*Text for analysis*
The idea for a brain-imaging initiative and the proposal to obtain the machinewas made jointly by the university and the VA.
“The VA has a long history of research and treatment of veterans with substance abuse disorders,” Worchel said. “This resource will have a direct benefit for treatment of veterans and all patients with substance abuse. This machine, in concert with the strong genetic and animal research UT has, will put us in the forefront of drug demand research.”
The imaging machine should strengthen the university’s collaborative research and educational programs with other southwestern research-oriented educational institutions, including the University of Texas Medical Branch (UTMB) at Galveston. UTMB faculty members have extensive experience in neuroimaging, especially in basic research conducted at the UTMB Hall Magnet Facility. The opportunity to engage in collaborative studies of high resolution imaging of the human nervous system will be important to faculty at The University of Texas at Austin, UTMB and CTVHCS.
CTAC’s program provides the world’s most advanced brain imaging machines in exchange for a commitment from research institutions to devote significant time on the machines to drug abuse research, Brandenstein said.

*List of tasks*
(1) In the passage about the brain-imaging machine, reproduce the stretch from "The imaging machine" through "UTMB and CTVHCS." word for word.
(2) Answer these questions from the passage about the brain-imaging machine:
(a) According to Worchel, what does the VA have a long history of?
(b) Which institution in Galveston is named as a collaborator?
(c) In exchange for what does CTAC's program provide brain imaging machines?

*Available data*
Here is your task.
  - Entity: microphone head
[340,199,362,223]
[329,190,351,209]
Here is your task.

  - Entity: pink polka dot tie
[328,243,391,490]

*Responses to the tasks*
(1)
The imaging machine should strengthen the university’s collaborative research and educational programs with other southwestern research-oriented educational institutions, including the University of Texas Medical Branch (UTMB) at Galveston. UTMB faculty members have extensive experience in neuroimaging, especially in basic research conducted at the UTMB Hall Magnet Facility. The opportunity to engage in collaborative studies of high resolution imaging of the human nervous system will be important to faculty at The University of Texas at Austin, UTMB and CTVHCS.

(2)
(a) Research and treatment of veterans with substance abuse disorders.
(b) The University of Texas Medical Branch (UTMB) at Galveston.
(c) A commitment from research institutions to devote significant time on the machines to drug abuse research.